__The task__: Leaving out every line that comes before the one containing "Put a dot on each instance of the tile", output the rest of the records exactly, the final line included.
--- Material for this exercise Enclosed Below ---
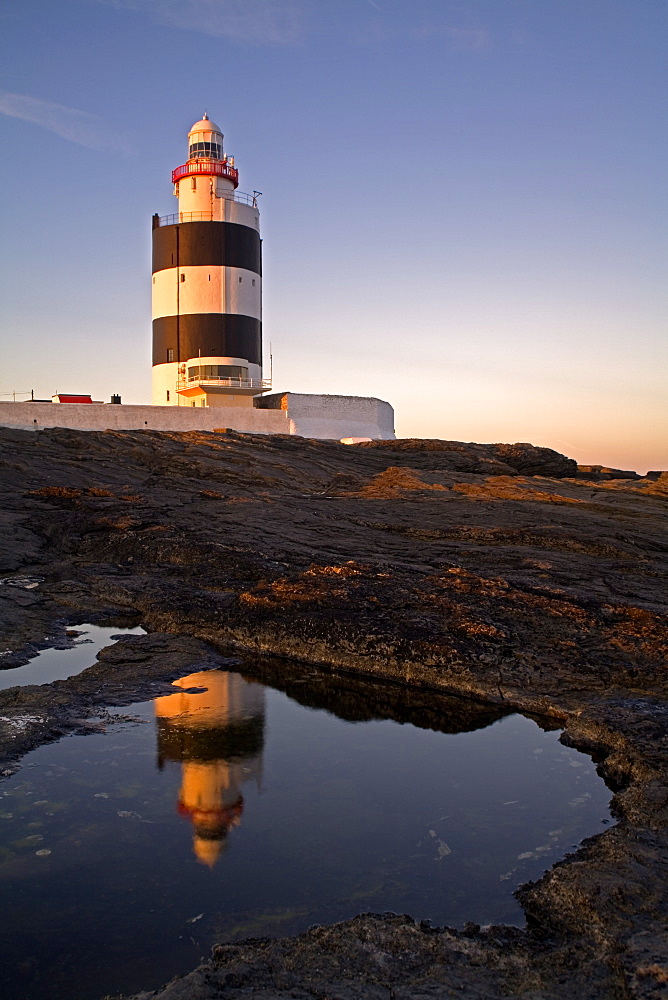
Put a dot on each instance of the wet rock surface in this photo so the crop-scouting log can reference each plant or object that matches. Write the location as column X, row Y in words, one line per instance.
column 500, row 572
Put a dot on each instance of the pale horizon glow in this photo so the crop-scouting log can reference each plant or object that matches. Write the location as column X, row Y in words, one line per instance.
column 463, row 208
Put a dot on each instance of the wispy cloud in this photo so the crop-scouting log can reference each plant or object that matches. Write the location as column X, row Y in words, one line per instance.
column 254, row 22
column 469, row 38
column 473, row 39
column 70, row 123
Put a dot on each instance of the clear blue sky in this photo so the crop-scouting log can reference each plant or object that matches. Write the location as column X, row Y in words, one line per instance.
column 463, row 203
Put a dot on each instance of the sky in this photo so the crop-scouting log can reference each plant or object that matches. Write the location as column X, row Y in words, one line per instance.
column 463, row 202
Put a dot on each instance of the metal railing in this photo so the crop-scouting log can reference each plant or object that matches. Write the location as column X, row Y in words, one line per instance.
column 220, row 168
column 224, row 383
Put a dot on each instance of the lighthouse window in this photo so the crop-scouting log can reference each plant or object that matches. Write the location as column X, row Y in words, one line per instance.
column 197, row 372
column 212, row 150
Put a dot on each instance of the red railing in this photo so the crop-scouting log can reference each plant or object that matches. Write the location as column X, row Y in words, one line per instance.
column 217, row 167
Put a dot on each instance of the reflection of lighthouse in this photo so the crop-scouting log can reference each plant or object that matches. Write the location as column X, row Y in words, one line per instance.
column 218, row 736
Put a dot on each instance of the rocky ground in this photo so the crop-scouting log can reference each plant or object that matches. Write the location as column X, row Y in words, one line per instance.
column 500, row 572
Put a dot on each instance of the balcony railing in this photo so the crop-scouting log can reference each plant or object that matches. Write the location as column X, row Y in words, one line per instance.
column 260, row 384
column 220, row 168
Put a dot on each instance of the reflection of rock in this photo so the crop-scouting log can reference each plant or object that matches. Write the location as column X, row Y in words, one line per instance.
column 217, row 736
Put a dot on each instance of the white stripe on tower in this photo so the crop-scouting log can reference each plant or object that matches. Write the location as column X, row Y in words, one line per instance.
column 206, row 289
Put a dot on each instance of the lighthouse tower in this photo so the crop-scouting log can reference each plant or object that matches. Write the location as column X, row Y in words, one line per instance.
column 207, row 285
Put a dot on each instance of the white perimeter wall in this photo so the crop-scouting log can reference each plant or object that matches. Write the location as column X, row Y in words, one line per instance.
column 323, row 417
column 108, row 416
column 339, row 416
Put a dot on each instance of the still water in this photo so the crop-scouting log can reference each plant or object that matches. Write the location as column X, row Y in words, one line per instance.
column 230, row 809
column 57, row 664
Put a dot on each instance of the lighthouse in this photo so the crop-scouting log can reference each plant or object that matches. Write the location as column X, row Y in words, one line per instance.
column 207, row 284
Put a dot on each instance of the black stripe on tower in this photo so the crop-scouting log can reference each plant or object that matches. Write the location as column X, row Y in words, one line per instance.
column 201, row 244
column 217, row 335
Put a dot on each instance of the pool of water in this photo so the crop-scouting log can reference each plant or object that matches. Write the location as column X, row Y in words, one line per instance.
column 229, row 810
column 57, row 664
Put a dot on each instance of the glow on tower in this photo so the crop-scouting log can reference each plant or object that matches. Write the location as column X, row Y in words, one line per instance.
column 207, row 284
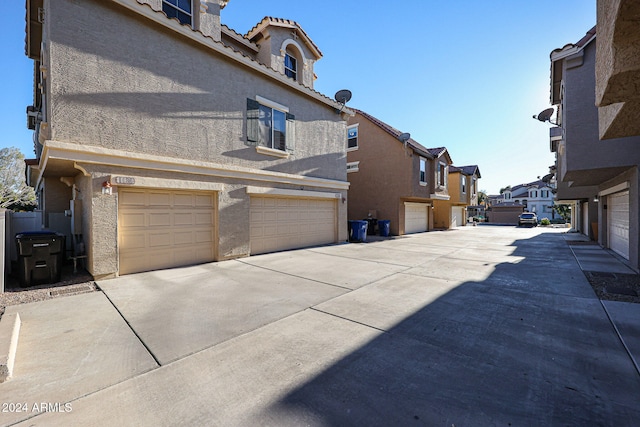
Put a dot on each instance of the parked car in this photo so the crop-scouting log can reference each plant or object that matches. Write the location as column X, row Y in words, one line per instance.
column 528, row 218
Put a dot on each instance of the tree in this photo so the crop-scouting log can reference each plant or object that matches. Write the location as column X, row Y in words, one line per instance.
column 14, row 192
column 482, row 197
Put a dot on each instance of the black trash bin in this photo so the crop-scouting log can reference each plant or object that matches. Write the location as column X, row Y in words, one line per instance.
column 371, row 225
column 357, row 231
column 40, row 257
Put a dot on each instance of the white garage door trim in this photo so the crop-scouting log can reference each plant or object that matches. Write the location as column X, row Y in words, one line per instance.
column 618, row 223
column 457, row 216
column 585, row 219
column 284, row 223
column 416, row 217
column 159, row 228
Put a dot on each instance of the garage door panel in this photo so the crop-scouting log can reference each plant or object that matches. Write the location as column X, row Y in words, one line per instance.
column 164, row 229
column 159, row 219
column 133, row 219
column 133, row 241
column 618, row 223
column 183, row 200
column 288, row 223
column 131, row 198
column 159, row 199
column 160, row 239
column 201, row 219
column 203, row 201
column 416, row 217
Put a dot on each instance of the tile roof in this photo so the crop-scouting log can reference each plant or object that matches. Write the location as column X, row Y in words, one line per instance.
column 467, row 170
column 396, row 133
column 436, row 152
column 581, row 43
column 239, row 54
column 286, row 23
column 535, row 184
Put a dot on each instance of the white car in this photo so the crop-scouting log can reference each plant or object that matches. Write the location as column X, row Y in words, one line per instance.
column 528, row 218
--- End of Enclosed Material for this exercise ---
__Reply__:
Put a dot on each instance of the tile roof in this photo so the crop-scouting log can reference each plant or object that matches. Write the location as column X, row Y in words, one line per instance.
column 467, row 170
column 396, row 133
column 436, row 152
column 581, row 43
column 239, row 54
column 286, row 23
column 535, row 184
Put a dot on each instance of the white car in this photo so the crop-scouting log can reference each plant or object that matches. Write the location as column X, row Y in words, one line per instance.
column 528, row 218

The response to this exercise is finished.